━━━ PROVIDED RECORDS

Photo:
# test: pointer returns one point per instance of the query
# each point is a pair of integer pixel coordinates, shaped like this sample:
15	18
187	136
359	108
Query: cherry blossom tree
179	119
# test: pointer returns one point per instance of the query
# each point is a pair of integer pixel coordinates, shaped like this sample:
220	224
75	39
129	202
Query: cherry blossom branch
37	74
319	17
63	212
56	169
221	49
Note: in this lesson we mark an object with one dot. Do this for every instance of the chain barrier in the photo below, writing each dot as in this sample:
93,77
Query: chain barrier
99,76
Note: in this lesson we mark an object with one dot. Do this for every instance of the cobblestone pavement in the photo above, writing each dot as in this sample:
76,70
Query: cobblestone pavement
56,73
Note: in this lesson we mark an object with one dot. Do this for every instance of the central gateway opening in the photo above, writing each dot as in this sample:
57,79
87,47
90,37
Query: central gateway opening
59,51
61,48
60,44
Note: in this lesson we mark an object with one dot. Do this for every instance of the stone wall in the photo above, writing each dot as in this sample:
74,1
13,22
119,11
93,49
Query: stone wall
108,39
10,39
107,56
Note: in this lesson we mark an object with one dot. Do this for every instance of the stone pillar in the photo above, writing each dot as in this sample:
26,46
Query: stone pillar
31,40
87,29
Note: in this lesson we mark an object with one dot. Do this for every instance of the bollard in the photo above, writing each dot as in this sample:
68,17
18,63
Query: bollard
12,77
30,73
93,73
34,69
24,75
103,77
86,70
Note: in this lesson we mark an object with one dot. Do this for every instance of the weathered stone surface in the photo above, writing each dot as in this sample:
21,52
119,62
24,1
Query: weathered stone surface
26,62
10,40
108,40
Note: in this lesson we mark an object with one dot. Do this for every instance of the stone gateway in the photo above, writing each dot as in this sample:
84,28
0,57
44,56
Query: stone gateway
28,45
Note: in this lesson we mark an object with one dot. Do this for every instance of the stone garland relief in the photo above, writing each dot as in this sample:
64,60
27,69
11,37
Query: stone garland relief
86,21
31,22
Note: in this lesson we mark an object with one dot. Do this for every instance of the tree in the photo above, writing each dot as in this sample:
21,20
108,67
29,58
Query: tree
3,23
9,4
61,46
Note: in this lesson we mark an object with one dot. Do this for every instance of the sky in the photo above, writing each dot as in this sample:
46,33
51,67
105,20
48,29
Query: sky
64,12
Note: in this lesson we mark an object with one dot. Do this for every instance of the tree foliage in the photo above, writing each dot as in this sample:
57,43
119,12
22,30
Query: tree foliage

━━━━━━

__WHAT THE TASK REQUIRES__. Output the complete data exactly as written.

__RESULT__.
Photo:
# test: pointer returns one point per instance of the query
# each point is a pair of integer pixel coordinates, shaped like this sample:
15	18
187	136
359	108
Query: cherry blossom tree
179	119
# test: pointer returns one point per instance of the query
# each point is a pair of integer pixel coordinates, shaped like this sample:
220	224
75	39
129	202
Query: cherry blossom branch
37	74
319	17
63	212
56	169
221	49
Note: in this lesson we mark an object with one dot. Do this for every instance of the chain barrier in the photo below, writing each dot as in this sample:
93,77
Query: chain barrier
99,76
Note: in this lesson we mark an object with one dot. Do this for every instance of the cobblestone pavement in the photo above, writing each dot as in this sample:
76,70
Query: cobblestone pavement
56,73
Note: in this lesson we mark an object with one dot. Do this for every instance of the central gateway opening in the photo above, writing each dot as in this sample:
57,79
87,47
90,37
Query: central gateway opening
59,51
61,48
60,44
Note: in this lesson we mark an object with one dot. Do this for every instance of the stone wall in the photo above, writing each dot as in this sample:
74,1
13,22
119,11
93,49
Query: stone wall
108,39
10,39
107,56
Note: in this lesson we mark an object with one dot. Do this for every instance of the stone pillar in the photo above, writing each dot as in this sample:
26,46
Query: stone pillar
31,40
87,29
Note: in this lesson we mark an object with one dot. Do this for every instance of the bollard in the photo above, writing each dot as in this sample:
68,17
18,63
Query: bollard
12,77
30,73
93,73
34,69
24,75
103,77
86,70
Note: in this lesson we mark an object with one dot. Do this for every instance of the weathered stone surface in the photo above, writing each dot as in this sample:
21,52
119,62
24,1
Query: weathered stone surface
26,62
10,40
108,40
Note: in this lesson we mark an object with one dot. Do this for every instance of the stone gateway in the photo above, writing each dot as in this sample:
84,28
0,57
44,56
Query: stone gateway
28,45
Note: in this lesson we mark an object with one dot. Do this for every instance of the stone garland relief in the photo above, writing each dot as in this sample:
64,60
27,69
11,37
Query: stone garland relief
86,21
31,22
Note: in this lesson we mark an object with one dot. Do this for every instance of the tree in the photo above, writing each dot as in this sample:
21,20
108,67
29,58
Query: tree
3,23
9,4
61,46
Note: in this lesson we mark an object with one dot. Do this for every instance of the sky in the photo above, writing each dot as in this sample:
46,33
51,67
105,20
48,29
Query: sky
64,12
Note: in this lesson we mark an object with one dot. Do this for every instance of the tree foliage in the photo above, writing each dot as in this sample:
57,43
119,12
22,30
Query: tree foliage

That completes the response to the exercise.